[Tasks to perform]
1: Reproduce the passage from the comments on Darius Miles and the Blazers, starting with "3. That was" and going on through "in their field.".
2: In the comments on Darius Miles and the Blazers, shorten the paragraph that begins "The only argument that the Blazers could realistically hope to win" and keep its main points.
3: Pick up the comments on Darius Miles and the Blazers after their last sentence and continue them.

[Reading text]

  3. That was all very legal. I knew immediately when I heard about that email that the players’ association would have a fit over that. There’s no way to prove anyone signed Miles to screw the Blazers. And you can’t prevent someone from attempting to find work in their field.

  4. CaptFamous says:

    The only argument that the Blazers could realistically hope to win is that Miles should not have been medically cleared to play (which, at this point, seems entirely untrue). As you said, if he is physically suited to play, then they have nothing on any team. If they could somehow prove that playing basketball was putting Miles at physical risk, they could then potentially argue that the teams playing him are ignoring that fact, and merely playing him for the salary implications.

    However, even if this was true (and it probably isn’t), the odds of Darius Miles submitting to an examination by any doctor who would possibly say this are zilch. So tough luck, Portland.

[Data under study]
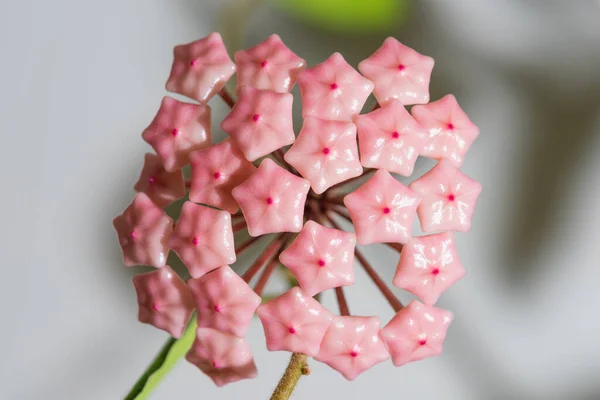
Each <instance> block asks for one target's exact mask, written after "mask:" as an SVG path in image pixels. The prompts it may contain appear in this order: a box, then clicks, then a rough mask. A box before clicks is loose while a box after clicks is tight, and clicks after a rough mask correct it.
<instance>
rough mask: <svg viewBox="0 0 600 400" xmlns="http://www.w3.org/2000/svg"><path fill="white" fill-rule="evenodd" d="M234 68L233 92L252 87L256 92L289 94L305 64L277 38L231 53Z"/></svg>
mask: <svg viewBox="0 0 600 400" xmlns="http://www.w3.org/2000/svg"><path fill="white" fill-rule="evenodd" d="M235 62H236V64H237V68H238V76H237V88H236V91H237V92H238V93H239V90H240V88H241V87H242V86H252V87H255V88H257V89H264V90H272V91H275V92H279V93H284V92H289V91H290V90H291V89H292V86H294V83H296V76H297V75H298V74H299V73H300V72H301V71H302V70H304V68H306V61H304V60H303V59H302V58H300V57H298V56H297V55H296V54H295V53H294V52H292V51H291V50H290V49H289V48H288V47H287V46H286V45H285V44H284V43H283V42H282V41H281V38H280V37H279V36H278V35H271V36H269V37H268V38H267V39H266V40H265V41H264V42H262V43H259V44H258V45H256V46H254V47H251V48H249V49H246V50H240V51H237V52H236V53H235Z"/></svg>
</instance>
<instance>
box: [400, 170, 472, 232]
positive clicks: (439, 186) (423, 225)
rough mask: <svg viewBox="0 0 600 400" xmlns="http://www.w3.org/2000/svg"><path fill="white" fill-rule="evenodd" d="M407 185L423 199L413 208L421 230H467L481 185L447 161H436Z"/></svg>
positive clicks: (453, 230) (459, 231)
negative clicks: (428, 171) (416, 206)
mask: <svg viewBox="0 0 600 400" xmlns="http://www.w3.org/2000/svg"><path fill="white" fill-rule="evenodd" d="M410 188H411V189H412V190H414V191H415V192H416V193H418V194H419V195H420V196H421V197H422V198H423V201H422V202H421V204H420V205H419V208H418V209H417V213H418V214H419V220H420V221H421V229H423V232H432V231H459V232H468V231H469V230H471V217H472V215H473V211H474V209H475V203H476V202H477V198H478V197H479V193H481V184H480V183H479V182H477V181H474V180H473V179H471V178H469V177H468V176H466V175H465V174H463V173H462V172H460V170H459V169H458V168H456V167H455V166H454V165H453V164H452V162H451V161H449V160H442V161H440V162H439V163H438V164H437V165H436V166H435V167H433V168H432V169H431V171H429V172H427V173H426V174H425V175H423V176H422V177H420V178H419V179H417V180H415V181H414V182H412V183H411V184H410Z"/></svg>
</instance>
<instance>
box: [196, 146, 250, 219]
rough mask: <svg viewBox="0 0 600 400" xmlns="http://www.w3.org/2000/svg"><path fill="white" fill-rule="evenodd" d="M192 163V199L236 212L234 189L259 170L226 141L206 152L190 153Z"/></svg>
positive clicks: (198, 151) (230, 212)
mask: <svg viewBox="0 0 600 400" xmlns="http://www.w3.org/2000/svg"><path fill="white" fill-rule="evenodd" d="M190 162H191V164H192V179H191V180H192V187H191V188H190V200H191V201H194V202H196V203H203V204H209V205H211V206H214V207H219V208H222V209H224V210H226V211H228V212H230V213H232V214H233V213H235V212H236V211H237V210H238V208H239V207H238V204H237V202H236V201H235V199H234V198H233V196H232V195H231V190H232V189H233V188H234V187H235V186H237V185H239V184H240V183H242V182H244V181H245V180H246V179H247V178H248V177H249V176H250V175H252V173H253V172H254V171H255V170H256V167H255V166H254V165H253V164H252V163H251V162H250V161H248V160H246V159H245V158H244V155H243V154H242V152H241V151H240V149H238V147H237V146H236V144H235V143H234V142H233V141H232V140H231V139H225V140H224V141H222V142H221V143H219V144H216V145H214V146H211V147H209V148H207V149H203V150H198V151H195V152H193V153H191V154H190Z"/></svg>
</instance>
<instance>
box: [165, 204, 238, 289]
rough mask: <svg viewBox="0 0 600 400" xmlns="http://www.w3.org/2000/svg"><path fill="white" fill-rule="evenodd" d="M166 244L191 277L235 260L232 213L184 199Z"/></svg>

==

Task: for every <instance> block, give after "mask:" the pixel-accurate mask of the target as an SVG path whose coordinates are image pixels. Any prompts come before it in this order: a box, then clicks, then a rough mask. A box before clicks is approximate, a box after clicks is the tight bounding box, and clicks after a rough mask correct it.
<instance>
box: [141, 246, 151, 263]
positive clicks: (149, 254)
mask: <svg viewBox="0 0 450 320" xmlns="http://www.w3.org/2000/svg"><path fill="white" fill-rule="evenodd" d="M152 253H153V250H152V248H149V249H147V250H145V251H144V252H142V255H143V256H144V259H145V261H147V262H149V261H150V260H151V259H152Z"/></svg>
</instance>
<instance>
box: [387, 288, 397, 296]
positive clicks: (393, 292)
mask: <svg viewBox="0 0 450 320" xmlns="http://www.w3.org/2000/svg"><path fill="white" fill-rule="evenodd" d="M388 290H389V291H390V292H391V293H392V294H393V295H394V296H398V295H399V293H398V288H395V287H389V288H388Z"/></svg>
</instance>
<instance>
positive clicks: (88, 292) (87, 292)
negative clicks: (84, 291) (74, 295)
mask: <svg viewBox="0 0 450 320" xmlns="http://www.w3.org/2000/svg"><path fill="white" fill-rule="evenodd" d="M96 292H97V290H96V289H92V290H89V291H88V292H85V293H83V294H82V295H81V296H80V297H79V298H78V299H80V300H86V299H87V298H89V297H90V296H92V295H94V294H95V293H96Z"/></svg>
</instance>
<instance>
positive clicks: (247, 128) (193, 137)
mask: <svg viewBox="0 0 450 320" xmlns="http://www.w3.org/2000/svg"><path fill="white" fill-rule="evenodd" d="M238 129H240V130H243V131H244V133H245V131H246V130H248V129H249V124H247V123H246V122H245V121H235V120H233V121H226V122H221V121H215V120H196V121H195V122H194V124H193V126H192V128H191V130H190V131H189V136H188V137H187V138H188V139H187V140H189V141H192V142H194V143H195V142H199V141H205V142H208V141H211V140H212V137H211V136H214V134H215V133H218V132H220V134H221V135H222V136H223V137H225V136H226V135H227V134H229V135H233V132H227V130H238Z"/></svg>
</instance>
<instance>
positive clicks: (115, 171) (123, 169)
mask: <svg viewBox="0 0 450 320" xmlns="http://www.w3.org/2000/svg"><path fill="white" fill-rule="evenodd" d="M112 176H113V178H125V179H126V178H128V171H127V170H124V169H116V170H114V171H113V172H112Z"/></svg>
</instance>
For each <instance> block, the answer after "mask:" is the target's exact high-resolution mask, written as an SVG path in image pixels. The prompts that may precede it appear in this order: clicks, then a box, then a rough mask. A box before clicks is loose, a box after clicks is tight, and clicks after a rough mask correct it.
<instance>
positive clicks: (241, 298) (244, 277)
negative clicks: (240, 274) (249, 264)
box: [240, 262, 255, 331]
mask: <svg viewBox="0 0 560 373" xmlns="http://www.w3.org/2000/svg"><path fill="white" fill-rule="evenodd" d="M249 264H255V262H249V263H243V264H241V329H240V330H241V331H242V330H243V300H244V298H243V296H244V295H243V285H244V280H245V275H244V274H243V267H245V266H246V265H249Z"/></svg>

[Responses to the tasks]
1:
3. That was all very legal. I knew immediately when I heard about that email that the players’ association would have a fit over that. There’s no way to prove anyone signed Miles to screw the Blazers. And you can’t prevent someone from attempting to find work in their field.

2: The Blazers' only realistic winning argument would be that Miles should not have been medically cleared to play, and that now seems untrue. If he is physically fit, they have no case against any team. Only if they proved that basketball put him at physical risk could they argue that teams were ignoring that risk and playing him for the salary implications.

3:
  5. JiveTurkey says:

    Ok, just a few questions. Since the NBA and NBAPA’s independent doctor said that Miles shouldn’t play again or he risks needing knee replacement, what else should the Blazers have done instead of declaring him as being “medically unfit to play,” which under the NBA’s rules removes him from their salary cap, and waiving him (he still got paid his salary)? Keep him on the bench for two seasons? Try and trade him? I know if this was one of our players I’d want that to happen so we’d have the cap space to get someone else in to help our team. Also I’d be pretty pissed if someone did sign him for a few games, put the money back on our books, and then let him walk (this remains to be seen with Darius though), and the way some people were talking it seemed like some teams were considering it.

    I agree with you, it’s really dumb to send out a letter like that, and I lost some respect for the Blazers front office, but at the same time I’d want the Hornets to do the same if it was happening to us. The fact that Darius is able to play shouldn’t affect the Blazers anymore, they followed the rules and listened to the advice of the NBA and NBAPA’s independent doctor. I think the NBA should review this rule now due to these circumstances.

  6. The thing is, I’ve never heard of any other team usig this. Every other injured player just sits on a team’s salary cap like dead weight. It sucks, bit that’s how it is. What really suck in this case is that it seems the Blazers encouraged him not to try a comeback.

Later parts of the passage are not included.